The request
Gather every line in the rows below that contains the string "pavement", and copy each of those lines in full.

==================================================

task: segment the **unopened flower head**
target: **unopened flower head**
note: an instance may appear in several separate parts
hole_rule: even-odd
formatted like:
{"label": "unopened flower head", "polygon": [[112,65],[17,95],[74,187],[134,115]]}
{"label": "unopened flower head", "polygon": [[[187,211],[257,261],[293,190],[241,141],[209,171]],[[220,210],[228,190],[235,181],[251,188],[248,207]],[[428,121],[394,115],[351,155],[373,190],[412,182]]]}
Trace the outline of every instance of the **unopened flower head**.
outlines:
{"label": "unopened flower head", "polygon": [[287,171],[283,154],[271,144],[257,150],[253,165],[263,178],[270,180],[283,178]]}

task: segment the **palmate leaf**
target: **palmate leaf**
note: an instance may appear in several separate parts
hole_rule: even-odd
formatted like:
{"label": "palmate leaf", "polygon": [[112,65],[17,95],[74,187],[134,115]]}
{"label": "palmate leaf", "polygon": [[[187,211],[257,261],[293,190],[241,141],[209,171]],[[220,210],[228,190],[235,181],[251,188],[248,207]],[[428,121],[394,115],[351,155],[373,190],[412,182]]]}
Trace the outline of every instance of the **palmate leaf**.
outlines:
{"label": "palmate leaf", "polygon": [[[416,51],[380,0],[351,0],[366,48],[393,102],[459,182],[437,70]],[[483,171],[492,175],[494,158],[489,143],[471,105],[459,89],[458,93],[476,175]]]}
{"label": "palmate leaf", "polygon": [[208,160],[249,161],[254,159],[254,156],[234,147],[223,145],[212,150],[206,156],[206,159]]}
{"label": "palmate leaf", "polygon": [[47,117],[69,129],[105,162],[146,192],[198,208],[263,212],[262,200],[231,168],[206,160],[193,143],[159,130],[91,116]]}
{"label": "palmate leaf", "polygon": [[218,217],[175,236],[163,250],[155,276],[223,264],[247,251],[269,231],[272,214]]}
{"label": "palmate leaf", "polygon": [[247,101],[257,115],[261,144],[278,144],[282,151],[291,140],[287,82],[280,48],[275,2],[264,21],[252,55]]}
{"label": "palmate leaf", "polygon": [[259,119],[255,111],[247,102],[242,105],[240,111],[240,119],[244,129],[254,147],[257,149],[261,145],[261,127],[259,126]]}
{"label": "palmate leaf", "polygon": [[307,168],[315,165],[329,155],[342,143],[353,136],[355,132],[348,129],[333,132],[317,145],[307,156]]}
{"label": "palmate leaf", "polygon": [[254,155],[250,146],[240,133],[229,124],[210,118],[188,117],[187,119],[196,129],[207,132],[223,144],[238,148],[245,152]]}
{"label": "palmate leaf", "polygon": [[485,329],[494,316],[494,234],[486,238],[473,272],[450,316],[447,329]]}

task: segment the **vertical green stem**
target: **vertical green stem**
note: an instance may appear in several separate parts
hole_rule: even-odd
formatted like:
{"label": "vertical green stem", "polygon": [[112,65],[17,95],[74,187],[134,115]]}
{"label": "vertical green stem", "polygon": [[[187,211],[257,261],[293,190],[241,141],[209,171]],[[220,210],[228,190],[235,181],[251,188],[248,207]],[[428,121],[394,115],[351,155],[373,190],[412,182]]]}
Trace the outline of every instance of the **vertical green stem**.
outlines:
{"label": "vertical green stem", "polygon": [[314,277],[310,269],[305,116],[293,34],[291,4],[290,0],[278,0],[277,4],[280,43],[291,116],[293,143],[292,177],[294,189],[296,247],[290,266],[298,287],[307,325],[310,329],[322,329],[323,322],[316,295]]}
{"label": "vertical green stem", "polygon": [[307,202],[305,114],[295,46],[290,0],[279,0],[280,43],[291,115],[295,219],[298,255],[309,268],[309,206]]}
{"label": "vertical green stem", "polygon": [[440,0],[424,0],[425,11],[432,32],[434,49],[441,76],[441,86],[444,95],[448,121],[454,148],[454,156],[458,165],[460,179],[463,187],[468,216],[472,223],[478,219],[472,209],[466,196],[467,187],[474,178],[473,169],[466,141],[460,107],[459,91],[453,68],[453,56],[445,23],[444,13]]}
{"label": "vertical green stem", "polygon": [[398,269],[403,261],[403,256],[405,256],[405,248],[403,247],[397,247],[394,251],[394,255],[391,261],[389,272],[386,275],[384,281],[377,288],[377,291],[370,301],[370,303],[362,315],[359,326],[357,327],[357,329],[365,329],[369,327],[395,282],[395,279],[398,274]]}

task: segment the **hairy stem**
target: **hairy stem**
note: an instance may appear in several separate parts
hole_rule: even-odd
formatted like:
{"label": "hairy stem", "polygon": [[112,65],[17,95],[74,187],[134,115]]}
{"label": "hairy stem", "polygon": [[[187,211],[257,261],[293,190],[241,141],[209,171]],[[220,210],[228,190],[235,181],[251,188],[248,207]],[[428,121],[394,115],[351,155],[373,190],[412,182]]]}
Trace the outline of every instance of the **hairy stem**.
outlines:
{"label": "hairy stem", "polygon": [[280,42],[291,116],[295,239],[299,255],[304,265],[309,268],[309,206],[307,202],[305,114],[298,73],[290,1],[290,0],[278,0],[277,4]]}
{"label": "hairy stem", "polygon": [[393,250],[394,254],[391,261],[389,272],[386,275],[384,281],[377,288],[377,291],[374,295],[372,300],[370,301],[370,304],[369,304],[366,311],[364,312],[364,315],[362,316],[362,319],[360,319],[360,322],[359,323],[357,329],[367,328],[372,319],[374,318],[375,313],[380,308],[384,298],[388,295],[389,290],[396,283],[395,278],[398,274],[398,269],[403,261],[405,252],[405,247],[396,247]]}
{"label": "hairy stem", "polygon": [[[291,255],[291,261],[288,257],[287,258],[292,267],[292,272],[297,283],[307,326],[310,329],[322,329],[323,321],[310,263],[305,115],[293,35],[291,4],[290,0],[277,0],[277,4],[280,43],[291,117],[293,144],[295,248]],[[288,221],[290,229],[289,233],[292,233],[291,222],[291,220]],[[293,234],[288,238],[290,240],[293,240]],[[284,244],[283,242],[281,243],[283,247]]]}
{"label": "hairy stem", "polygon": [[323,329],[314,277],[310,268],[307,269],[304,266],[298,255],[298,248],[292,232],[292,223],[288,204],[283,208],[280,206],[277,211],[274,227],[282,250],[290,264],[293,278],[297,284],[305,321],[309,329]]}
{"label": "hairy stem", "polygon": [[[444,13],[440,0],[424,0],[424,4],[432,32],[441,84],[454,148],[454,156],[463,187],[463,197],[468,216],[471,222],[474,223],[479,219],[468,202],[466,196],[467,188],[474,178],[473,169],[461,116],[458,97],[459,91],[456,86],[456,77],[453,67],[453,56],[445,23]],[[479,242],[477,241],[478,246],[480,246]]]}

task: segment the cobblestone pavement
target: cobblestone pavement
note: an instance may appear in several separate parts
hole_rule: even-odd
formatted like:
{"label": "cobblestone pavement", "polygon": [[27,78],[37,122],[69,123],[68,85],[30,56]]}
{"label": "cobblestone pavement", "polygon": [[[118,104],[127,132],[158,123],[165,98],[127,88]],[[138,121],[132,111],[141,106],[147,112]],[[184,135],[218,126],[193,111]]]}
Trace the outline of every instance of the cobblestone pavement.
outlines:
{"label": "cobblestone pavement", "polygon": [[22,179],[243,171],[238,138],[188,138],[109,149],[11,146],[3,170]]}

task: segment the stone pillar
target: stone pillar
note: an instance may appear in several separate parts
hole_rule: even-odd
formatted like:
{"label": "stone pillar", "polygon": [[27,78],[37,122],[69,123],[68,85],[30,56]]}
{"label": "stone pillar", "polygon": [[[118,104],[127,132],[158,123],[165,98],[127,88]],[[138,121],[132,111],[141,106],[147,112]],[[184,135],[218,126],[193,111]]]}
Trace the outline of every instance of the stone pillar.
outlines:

==================================================

Result for this exercise
task: segment the cobblestone pavement
target: cobblestone pavement
{"label": "cobblestone pavement", "polygon": [[27,78],[37,122],[69,123],[68,85],[30,56]]}
{"label": "cobblestone pavement", "polygon": [[[118,104],[127,132],[158,123],[165,98],[127,88]],[[138,121],[132,111],[141,106],[147,112]],[[184,135],[218,126],[193,111]]]}
Trace the outline of every instance of the cobblestone pavement.
{"label": "cobblestone pavement", "polygon": [[22,179],[243,171],[238,138],[188,138],[109,149],[11,146],[3,170]]}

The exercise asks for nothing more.